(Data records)
◆ ◆ ◆

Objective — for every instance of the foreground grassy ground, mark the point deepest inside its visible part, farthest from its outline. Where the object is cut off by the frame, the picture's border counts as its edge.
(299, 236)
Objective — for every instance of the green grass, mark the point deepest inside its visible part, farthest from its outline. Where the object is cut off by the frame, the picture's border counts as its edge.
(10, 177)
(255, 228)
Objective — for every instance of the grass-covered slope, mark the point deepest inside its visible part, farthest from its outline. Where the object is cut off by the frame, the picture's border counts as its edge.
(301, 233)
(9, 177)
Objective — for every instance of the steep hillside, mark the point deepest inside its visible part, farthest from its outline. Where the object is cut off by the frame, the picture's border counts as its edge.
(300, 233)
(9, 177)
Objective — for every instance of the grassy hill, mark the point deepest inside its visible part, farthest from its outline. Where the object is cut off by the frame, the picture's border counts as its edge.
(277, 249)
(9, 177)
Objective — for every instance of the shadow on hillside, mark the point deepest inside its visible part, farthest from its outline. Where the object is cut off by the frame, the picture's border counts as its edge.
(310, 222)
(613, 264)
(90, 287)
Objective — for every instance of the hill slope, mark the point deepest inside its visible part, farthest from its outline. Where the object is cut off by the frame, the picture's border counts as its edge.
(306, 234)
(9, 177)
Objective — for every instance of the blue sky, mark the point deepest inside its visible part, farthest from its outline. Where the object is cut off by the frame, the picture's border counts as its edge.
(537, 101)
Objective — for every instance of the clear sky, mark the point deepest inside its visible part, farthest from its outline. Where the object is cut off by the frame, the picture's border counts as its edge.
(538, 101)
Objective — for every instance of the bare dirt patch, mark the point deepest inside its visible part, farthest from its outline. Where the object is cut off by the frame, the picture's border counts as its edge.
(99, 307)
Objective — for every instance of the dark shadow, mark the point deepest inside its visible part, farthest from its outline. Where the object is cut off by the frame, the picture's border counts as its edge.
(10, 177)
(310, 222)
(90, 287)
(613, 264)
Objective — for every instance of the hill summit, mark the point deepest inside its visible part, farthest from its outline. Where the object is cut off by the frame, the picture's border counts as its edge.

◆ ◆ ◆

Rewrite the lines above, putting "shade" wherever "shadow" appears and leaving everything else unchanged.

Objective — for every instance of the foreground grassy ground, mark the point deepest inside its visible part, farthest from its outline. Where the object is cut off by the frame, the picture's border counts as its edge.
(299, 236)
Objective — for every instance of the green grass, mark the point deepest inside its visible part, farthest from its outline. Where the object is cut off by the frame, the picture's border counts as its edge.
(10, 177)
(255, 228)
Objective — for every instance of the grass-covered slope, mark the point deepest inside its visible part, farthest from its outline. Where the object is cut off by the frame, the picture's border counts as its edge.
(301, 233)
(9, 177)
Objective — for every instance of the steep hillside, mark the point deepest inside its visible part, farthest from its outline. Where the object is cut off by the frame, the picture's border counts as its edge.
(300, 233)
(9, 177)
Objective — for every instance of the grassy hill, mark the point deepest inside its visible part, farthest from its outline. Where the object is cut off by the frame, the picture's border counts as its edge.
(277, 249)
(9, 177)
Objective — for every instance of the shade on hillside, mark the point deepest inside its visible part, farthest from its outline. Where the object is cut off by the frame, the picture's border counts as its edge.
(310, 222)
(613, 264)
(90, 287)
Objective — for every instance of the hill slope, mark the point deepest inside its visible part, farthest from its outline. Where the object is cut off by the frame, the picture's border counts as its edge.
(306, 234)
(9, 177)
Objective — for every instance of the blue sky, mark the point deepest inside its visible part, farthest from its outline. Where the object is cut off by the frame, the picture's border counts as its edge.
(537, 101)
Objective — for every instance of the clear sky, mark the point deepest inside its visible part, farthest from its outline. Where the object is cut off by the frame, the picture's border counts as its edge.
(538, 101)
Objective — for every instance of the bare dirt patch, mark the point deepest inside its visible part, farthest from its outline. Where the object is cut off by the frame, the picture's border counts as its edge.
(99, 307)
Objective — for every instance of the dark shade, mark the point deepest inside its visible part, farthest from its outline. Where the object is cut off by the frame, the picture's border counts as its edge.
(10, 177)
(310, 222)
(90, 287)
(613, 264)
Objective — for every instance of the hill summit, mark the point deepest inside its visible part, farthest from its outline. Where the object is cut off by the frame, the picture's border counts as its edge.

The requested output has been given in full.